● **Parts of the exercise**:
a. In the Chicago Neighborhood Rebuild article, how many homes does the pilot program aim to rehabilitate?
b. Output everything from "Inside an old" down to "youth and ex-offenders." in the Chicago Neighborhood Rebuild article, word for word.

======== Source extract

Chicago Neighborhood Rebuild Pilot Launches Workforce Services Component

 

 

 

 

 

 

 

 

 

 

Gary Lay, one of the Chicago Neighborhood Rebuild Pilot Training Program participants, working on a stool to add to the break room his team is creating for Reconstruction Technology Partners. 

Inside an old gymnasium on Chicago’s West Side sits a two-story model home built by a group of men and women learning carpentry and other construction trades. They are being trained by Safer Foundation, one of the nation’s largest not-for-profit providers of services designed exclusively for people with criminal records. CCLF has partnered with Safer Foundation to provide workforce services for the Chicago Neighborhood Rebuild Pilot Training Program. This program is implemented in collaboration with the city of Chicago and its aim is to rehabilitate 50 homes in three high-crime areas of the city while providing job-training opportunities to youth and ex-offenders.

Reconstruction Technology Partners (RTP) is a social enterprise subsidiary of Safer Foundation. This enterprise works to certify participants so they can qualify for a variety of jobs, from handyman/handywoman to union carpenters building houses. RTP has already identified five participants for the program and is helping them overcome barriers to employment by providing classroom training, hands-on skills training and other support services based on their learning styles and prior educational experiences. These participants have completed their coursework in woodshop and are currently training in carpentry, building an indoor two-story house inside the gymnasium.

Brian K. Ellison is the Director of the Woodshop program and has shared some of his ten years of experience with the participants. Under his leadership, they have designed and constructed wooden clocks and cell phone holders, as well as created a break room with wooden stools, table and a creative back splash that is now a permanent resource for RTP. RTP is able to sell the wooden products produced by the participants at a cost below the market rate, creating demand for more production. Once they are certified, RTP works to place the participants at job training sites and eventually with a permanent employer.

================
======== Exercise data

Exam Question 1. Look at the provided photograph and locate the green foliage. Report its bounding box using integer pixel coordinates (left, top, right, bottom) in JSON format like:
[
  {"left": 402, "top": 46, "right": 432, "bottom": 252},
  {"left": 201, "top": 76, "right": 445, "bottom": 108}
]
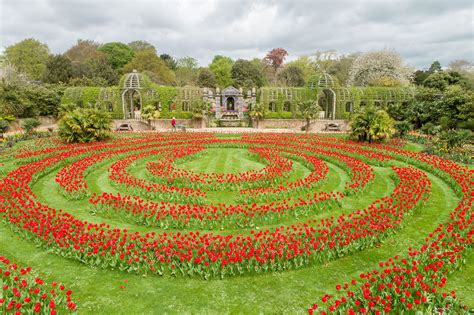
[
  {"left": 438, "top": 129, "right": 472, "bottom": 150},
  {"left": 298, "top": 100, "right": 321, "bottom": 132},
  {"left": 249, "top": 103, "right": 267, "bottom": 128},
  {"left": 128, "top": 40, "right": 156, "bottom": 53},
  {"left": 209, "top": 55, "right": 234, "bottom": 88},
  {"left": 5, "top": 38, "right": 49, "bottom": 80},
  {"left": 175, "top": 57, "right": 198, "bottom": 86},
  {"left": 59, "top": 108, "right": 111, "bottom": 143},
  {"left": 395, "top": 120, "right": 412, "bottom": 138},
  {"left": 0, "top": 119, "right": 10, "bottom": 138},
  {"left": 197, "top": 68, "right": 217, "bottom": 88},
  {"left": 64, "top": 39, "right": 102, "bottom": 64},
  {"left": 191, "top": 99, "right": 211, "bottom": 119},
  {"left": 156, "top": 86, "right": 177, "bottom": 112},
  {"left": 21, "top": 118, "right": 41, "bottom": 133},
  {"left": 349, "top": 50, "right": 413, "bottom": 86},
  {"left": 43, "top": 55, "right": 73, "bottom": 83},
  {"left": 423, "top": 71, "right": 458, "bottom": 91},
  {"left": 286, "top": 56, "right": 316, "bottom": 82},
  {"left": 278, "top": 65, "right": 305, "bottom": 86},
  {"left": 0, "top": 82, "right": 38, "bottom": 118},
  {"left": 122, "top": 49, "right": 176, "bottom": 84},
  {"left": 97, "top": 42, "right": 135, "bottom": 69},
  {"left": 231, "top": 59, "right": 263, "bottom": 88},
  {"left": 160, "top": 54, "right": 178, "bottom": 71},
  {"left": 351, "top": 106, "right": 393, "bottom": 142},
  {"left": 141, "top": 105, "right": 160, "bottom": 125}
]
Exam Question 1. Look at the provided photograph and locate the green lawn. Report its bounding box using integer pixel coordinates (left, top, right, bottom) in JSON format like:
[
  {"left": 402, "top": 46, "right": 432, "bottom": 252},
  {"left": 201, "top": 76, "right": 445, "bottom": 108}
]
[{"left": 0, "top": 142, "right": 474, "bottom": 314}]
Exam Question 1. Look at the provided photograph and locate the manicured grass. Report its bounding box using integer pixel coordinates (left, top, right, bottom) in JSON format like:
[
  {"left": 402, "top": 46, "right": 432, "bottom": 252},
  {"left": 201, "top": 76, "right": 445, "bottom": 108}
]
[{"left": 0, "top": 142, "right": 474, "bottom": 314}]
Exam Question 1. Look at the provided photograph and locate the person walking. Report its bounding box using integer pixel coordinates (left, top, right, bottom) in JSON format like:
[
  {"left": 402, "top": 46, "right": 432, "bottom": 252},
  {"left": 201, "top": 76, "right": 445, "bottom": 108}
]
[{"left": 171, "top": 117, "right": 176, "bottom": 131}]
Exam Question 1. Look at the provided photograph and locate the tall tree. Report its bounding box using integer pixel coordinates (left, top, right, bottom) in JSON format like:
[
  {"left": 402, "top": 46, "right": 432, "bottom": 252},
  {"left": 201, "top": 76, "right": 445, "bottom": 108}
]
[
  {"left": 428, "top": 60, "right": 443, "bottom": 73},
  {"left": 286, "top": 56, "right": 316, "bottom": 82},
  {"left": 160, "top": 54, "right": 178, "bottom": 71},
  {"left": 209, "top": 55, "right": 234, "bottom": 88},
  {"left": 128, "top": 40, "right": 156, "bottom": 52},
  {"left": 5, "top": 38, "right": 49, "bottom": 80},
  {"left": 278, "top": 65, "right": 305, "bottom": 86},
  {"left": 64, "top": 39, "right": 105, "bottom": 63},
  {"left": 197, "top": 68, "right": 217, "bottom": 88},
  {"left": 123, "top": 49, "right": 175, "bottom": 84},
  {"left": 264, "top": 48, "right": 288, "bottom": 72},
  {"left": 231, "top": 59, "right": 263, "bottom": 88},
  {"left": 98, "top": 42, "right": 135, "bottom": 69},
  {"left": 43, "top": 55, "right": 73, "bottom": 83},
  {"left": 351, "top": 106, "right": 394, "bottom": 142},
  {"left": 175, "top": 57, "right": 198, "bottom": 86},
  {"left": 349, "top": 50, "right": 413, "bottom": 86}
]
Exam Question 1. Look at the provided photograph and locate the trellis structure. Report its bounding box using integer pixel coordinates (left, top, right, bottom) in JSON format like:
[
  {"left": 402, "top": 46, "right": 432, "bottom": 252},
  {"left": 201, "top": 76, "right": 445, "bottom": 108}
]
[{"left": 61, "top": 72, "right": 415, "bottom": 119}]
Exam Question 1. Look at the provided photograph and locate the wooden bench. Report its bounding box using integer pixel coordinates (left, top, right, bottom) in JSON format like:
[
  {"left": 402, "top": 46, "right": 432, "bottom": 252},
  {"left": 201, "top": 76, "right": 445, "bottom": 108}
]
[
  {"left": 324, "top": 123, "right": 341, "bottom": 131},
  {"left": 176, "top": 125, "right": 186, "bottom": 132}
]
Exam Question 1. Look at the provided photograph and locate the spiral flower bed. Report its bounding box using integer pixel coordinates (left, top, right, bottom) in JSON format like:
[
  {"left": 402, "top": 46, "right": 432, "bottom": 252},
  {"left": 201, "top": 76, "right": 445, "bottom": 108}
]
[{"left": 0, "top": 133, "right": 474, "bottom": 314}]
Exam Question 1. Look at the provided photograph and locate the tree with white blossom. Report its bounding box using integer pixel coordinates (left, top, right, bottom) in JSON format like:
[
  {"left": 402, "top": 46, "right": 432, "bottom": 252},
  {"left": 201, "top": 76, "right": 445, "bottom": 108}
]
[{"left": 349, "top": 49, "right": 414, "bottom": 86}]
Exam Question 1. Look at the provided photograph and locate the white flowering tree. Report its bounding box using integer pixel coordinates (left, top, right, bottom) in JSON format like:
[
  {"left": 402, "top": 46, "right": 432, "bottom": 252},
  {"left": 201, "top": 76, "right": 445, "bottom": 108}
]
[{"left": 349, "top": 50, "right": 414, "bottom": 86}]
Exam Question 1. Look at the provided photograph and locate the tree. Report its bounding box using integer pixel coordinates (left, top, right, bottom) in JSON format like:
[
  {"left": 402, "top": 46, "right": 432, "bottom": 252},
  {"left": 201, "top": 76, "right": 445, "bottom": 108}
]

================

● **Answers for this exercise**:
a. 50 homes, in three high-crime areas of the city.

b.
Inside an old gymnasium on Chicago’s West Side sits a two-story model home built by a group of men and women learning carpentry and other construction trades. They are being trained by Safer Foundation, one of the nation’s largest not-for-profit providers of services designed exclusively for people with criminal records. CCLF has partnered with Safer Foundation to provide workforce services for the Chicago Neighborhood Rebuild Pilot Training Program. This program is implemented in collaboration with the city of Chicago and its aim is to rehabilitate 50 homes in three high-crime areas of the city while providing job-training opportunities to youth and ex-offenders.